■ EXERCISE DETAILS
Every record is to be transcribed exactly as written.

======== MATERIAL PROVIDED

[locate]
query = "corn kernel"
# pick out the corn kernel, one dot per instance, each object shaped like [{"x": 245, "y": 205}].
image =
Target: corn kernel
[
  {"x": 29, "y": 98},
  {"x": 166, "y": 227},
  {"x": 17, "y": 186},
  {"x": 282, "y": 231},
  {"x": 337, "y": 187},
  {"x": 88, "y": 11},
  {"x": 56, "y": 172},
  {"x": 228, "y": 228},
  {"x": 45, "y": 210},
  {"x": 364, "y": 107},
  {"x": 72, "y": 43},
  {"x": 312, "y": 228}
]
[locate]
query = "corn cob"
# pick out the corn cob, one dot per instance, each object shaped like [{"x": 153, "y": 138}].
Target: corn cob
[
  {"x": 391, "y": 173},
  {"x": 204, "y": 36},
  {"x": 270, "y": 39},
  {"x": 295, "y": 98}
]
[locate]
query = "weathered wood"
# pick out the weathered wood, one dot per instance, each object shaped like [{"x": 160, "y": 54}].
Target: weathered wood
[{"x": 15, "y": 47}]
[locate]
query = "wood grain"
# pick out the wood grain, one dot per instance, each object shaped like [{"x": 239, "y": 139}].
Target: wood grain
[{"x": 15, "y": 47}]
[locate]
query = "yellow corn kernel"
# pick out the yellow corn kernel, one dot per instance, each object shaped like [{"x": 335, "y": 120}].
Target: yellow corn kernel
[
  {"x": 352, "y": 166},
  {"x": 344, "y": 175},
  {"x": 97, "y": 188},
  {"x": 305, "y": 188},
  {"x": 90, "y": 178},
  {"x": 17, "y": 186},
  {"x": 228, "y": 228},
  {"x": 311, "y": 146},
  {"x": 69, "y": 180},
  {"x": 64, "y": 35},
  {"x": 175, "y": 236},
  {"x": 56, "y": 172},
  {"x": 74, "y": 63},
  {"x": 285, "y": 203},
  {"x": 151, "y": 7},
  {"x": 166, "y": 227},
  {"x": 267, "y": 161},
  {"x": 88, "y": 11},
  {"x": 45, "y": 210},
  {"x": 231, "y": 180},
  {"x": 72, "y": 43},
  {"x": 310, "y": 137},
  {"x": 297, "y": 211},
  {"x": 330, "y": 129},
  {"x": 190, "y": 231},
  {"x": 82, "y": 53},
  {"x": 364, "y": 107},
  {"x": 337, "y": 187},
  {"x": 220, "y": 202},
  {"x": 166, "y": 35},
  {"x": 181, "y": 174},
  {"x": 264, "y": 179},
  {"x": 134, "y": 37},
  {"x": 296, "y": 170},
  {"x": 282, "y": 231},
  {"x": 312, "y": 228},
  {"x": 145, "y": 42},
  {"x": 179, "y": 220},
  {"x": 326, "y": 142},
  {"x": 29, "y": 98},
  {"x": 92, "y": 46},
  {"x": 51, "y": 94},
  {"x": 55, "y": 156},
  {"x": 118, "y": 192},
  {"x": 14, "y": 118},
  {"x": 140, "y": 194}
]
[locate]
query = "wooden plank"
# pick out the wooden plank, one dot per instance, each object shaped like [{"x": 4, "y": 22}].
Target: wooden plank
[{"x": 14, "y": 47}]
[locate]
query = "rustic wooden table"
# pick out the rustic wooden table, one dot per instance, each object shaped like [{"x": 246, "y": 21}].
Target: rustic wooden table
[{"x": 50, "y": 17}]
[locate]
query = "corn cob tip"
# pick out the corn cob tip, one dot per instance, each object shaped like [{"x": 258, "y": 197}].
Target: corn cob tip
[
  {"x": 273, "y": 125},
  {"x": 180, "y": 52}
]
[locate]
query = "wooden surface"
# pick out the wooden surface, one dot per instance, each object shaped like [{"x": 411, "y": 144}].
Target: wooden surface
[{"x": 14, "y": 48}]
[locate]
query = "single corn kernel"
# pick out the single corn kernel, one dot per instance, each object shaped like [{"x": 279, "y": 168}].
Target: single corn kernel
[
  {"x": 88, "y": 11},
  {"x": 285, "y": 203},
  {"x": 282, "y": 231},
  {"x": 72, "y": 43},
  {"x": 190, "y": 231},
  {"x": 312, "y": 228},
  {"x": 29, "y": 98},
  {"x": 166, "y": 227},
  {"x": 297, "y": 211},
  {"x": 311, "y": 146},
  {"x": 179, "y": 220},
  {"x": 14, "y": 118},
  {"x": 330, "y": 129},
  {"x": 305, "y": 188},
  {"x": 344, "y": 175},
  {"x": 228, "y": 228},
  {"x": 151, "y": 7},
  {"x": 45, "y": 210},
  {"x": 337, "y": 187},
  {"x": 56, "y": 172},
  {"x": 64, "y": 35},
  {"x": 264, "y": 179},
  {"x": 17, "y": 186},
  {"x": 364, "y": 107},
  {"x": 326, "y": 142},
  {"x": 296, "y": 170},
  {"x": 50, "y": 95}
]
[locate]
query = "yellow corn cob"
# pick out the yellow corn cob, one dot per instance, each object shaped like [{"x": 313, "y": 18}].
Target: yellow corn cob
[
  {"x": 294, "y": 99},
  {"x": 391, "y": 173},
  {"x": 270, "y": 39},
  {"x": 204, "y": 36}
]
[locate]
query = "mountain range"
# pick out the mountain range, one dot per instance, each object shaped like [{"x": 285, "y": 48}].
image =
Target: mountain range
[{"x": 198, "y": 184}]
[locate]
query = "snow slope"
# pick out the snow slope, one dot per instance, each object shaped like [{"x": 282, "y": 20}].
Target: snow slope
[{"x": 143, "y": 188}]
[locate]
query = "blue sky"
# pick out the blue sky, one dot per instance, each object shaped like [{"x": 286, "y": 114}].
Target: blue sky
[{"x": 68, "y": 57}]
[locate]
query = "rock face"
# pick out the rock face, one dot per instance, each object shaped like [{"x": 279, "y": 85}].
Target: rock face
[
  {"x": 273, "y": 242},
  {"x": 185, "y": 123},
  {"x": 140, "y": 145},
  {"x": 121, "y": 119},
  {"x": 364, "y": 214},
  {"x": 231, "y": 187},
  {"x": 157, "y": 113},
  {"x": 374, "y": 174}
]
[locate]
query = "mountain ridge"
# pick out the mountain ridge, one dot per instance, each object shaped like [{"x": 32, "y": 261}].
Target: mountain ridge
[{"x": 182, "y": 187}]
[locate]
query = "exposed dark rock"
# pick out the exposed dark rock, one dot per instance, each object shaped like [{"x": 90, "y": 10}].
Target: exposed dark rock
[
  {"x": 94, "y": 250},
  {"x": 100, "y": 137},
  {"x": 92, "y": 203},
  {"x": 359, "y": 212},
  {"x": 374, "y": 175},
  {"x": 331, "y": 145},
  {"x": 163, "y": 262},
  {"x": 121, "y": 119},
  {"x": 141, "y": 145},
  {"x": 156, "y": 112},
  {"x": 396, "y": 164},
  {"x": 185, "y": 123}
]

================

■ FINAL ANSWER
[locate]
query = "corn kernel"
# pick out the corn kernel, one dot per instance, each object shaped like [{"x": 245, "y": 205}].
image =
Target: corn kernel
[
  {"x": 29, "y": 98},
  {"x": 166, "y": 227},
  {"x": 17, "y": 186},
  {"x": 282, "y": 231},
  {"x": 337, "y": 187},
  {"x": 88, "y": 11},
  {"x": 56, "y": 172},
  {"x": 228, "y": 228},
  {"x": 45, "y": 210},
  {"x": 364, "y": 107},
  {"x": 72, "y": 43},
  {"x": 312, "y": 228}
]
[locate]
query = "corn cob"
# pick out the corn cob, one dot per instance, each object shaped like [{"x": 153, "y": 138}].
Target: corn cob
[
  {"x": 391, "y": 173},
  {"x": 204, "y": 36},
  {"x": 270, "y": 39},
  {"x": 295, "y": 98}
]
[locate]
query = "weathered wood"
# pick out the weathered wood, one dot per instance, each object shaped like [{"x": 160, "y": 54}].
Target: weathered wood
[{"x": 15, "y": 47}]
[locate]
query = "wood grain"
# pick out the wood grain, one dot per instance, each object shaped like [{"x": 239, "y": 139}].
Target: wood grain
[{"x": 15, "y": 47}]
[locate]
query = "yellow corn kernel"
# pick out the yellow corn kernel, one dot per instance, each object shaped like [{"x": 335, "y": 120}].
Target: yellow corn kernel
[
  {"x": 352, "y": 166},
  {"x": 344, "y": 175},
  {"x": 97, "y": 188},
  {"x": 305, "y": 188},
  {"x": 90, "y": 178},
  {"x": 17, "y": 186},
  {"x": 228, "y": 228},
  {"x": 311, "y": 146},
  {"x": 69, "y": 180},
  {"x": 64, "y": 35},
  {"x": 175, "y": 236},
  {"x": 56, "y": 172},
  {"x": 74, "y": 63},
  {"x": 285, "y": 203},
  {"x": 151, "y": 7},
  {"x": 166, "y": 227},
  {"x": 267, "y": 161},
  {"x": 88, "y": 11},
  {"x": 45, "y": 210},
  {"x": 231, "y": 180},
  {"x": 72, "y": 43},
  {"x": 310, "y": 137},
  {"x": 297, "y": 211},
  {"x": 330, "y": 129},
  {"x": 190, "y": 231},
  {"x": 82, "y": 53},
  {"x": 364, "y": 107},
  {"x": 337, "y": 187},
  {"x": 220, "y": 202},
  {"x": 166, "y": 35},
  {"x": 181, "y": 174},
  {"x": 264, "y": 179},
  {"x": 134, "y": 37},
  {"x": 296, "y": 170},
  {"x": 282, "y": 231},
  {"x": 312, "y": 228},
  {"x": 145, "y": 42},
  {"x": 179, "y": 220},
  {"x": 326, "y": 142},
  {"x": 29, "y": 98},
  {"x": 92, "y": 46},
  {"x": 51, "y": 94},
  {"x": 55, "y": 156},
  {"x": 118, "y": 192},
  {"x": 14, "y": 118},
  {"x": 140, "y": 194}
]
[locate]
query = "wooden plank"
# pick out the wooden plank, one dot per instance, each object shaped like [{"x": 4, "y": 22}].
Target: wooden plank
[{"x": 14, "y": 47}]
[locate]
query = "rustic wooden table"
# pick out the rustic wooden table, one dot per instance, each object shaped like [{"x": 246, "y": 21}].
Target: rustic wooden table
[{"x": 50, "y": 17}]
[locate]
query = "corn cob tip"
# pick out the corn cob tip, one dot per instance, each object shaped like [{"x": 258, "y": 197}].
Target: corn cob tip
[
  {"x": 273, "y": 125},
  {"x": 180, "y": 52}
]
[locate]
query = "wooden surface"
# pick out the wooden surface, one dot per instance, each object shaped like [{"x": 411, "y": 144}].
Target: wooden surface
[{"x": 14, "y": 48}]
[locate]
query = "single corn kernel"
# pick out the single corn kernel, one dot per instance, each object shaped like [{"x": 279, "y": 168}].
Target: single corn kernel
[
  {"x": 88, "y": 11},
  {"x": 285, "y": 203},
  {"x": 282, "y": 231},
  {"x": 72, "y": 43},
  {"x": 190, "y": 231},
  {"x": 312, "y": 228},
  {"x": 29, "y": 98},
  {"x": 166, "y": 227},
  {"x": 297, "y": 211},
  {"x": 311, "y": 146},
  {"x": 179, "y": 220},
  {"x": 14, "y": 118},
  {"x": 330, "y": 129},
  {"x": 305, "y": 188},
  {"x": 344, "y": 175},
  {"x": 228, "y": 228},
  {"x": 151, "y": 7},
  {"x": 45, "y": 210},
  {"x": 337, "y": 187},
  {"x": 56, "y": 172},
  {"x": 64, "y": 35},
  {"x": 264, "y": 179},
  {"x": 17, "y": 186},
  {"x": 364, "y": 107},
  {"x": 326, "y": 142},
  {"x": 296, "y": 170},
  {"x": 50, "y": 95}
]
[locate]
query = "yellow corn cob"
# pick out the yellow corn cob, one dot per instance, each object shaped like [{"x": 313, "y": 18}].
Target: yellow corn cob
[
  {"x": 294, "y": 99},
  {"x": 391, "y": 173},
  {"x": 270, "y": 39},
  {"x": 204, "y": 36}
]
[locate]
query = "mountain range"
# pick out the mountain range, one dot per instance, each object shaped like [{"x": 285, "y": 48}].
image =
Target: mountain range
[{"x": 198, "y": 184}]
[locate]
query = "snow slope"
# pick out the snow slope, one dot per instance, each object shaped like [{"x": 282, "y": 20}].
Target: snow slope
[{"x": 143, "y": 188}]
[locate]
query = "blue sky"
# pick out the blue sky, one dot per instance, each object shaped like [{"x": 286, "y": 114}].
Target: blue sky
[{"x": 68, "y": 57}]
[locate]
query = "rock face"
# pick out the rock face, one dot per instance, each object shaped like [{"x": 279, "y": 85}].
Target: rock face
[
  {"x": 273, "y": 242},
  {"x": 185, "y": 123},
  {"x": 140, "y": 145},
  {"x": 121, "y": 119},
  {"x": 364, "y": 214},
  {"x": 231, "y": 187},
  {"x": 157, "y": 113},
  {"x": 374, "y": 174}
]
[locate]
query = "mountain ridge"
# pick out the mountain ridge, one dot per instance, each object shaped like [{"x": 32, "y": 261}].
Target: mountain ridge
[{"x": 182, "y": 187}]
[locate]
query = "exposed dark rock"
# pick out the exposed dark rock, one dot per instance, each object shaped like [{"x": 90, "y": 10}].
Target: exposed dark rock
[
  {"x": 94, "y": 250},
  {"x": 100, "y": 137},
  {"x": 92, "y": 203},
  {"x": 359, "y": 212},
  {"x": 374, "y": 175},
  {"x": 331, "y": 145},
  {"x": 163, "y": 262},
  {"x": 121, "y": 119},
  {"x": 141, "y": 145},
  {"x": 156, "y": 112},
  {"x": 396, "y": 164},
  {"x": 185, "y": 123}
]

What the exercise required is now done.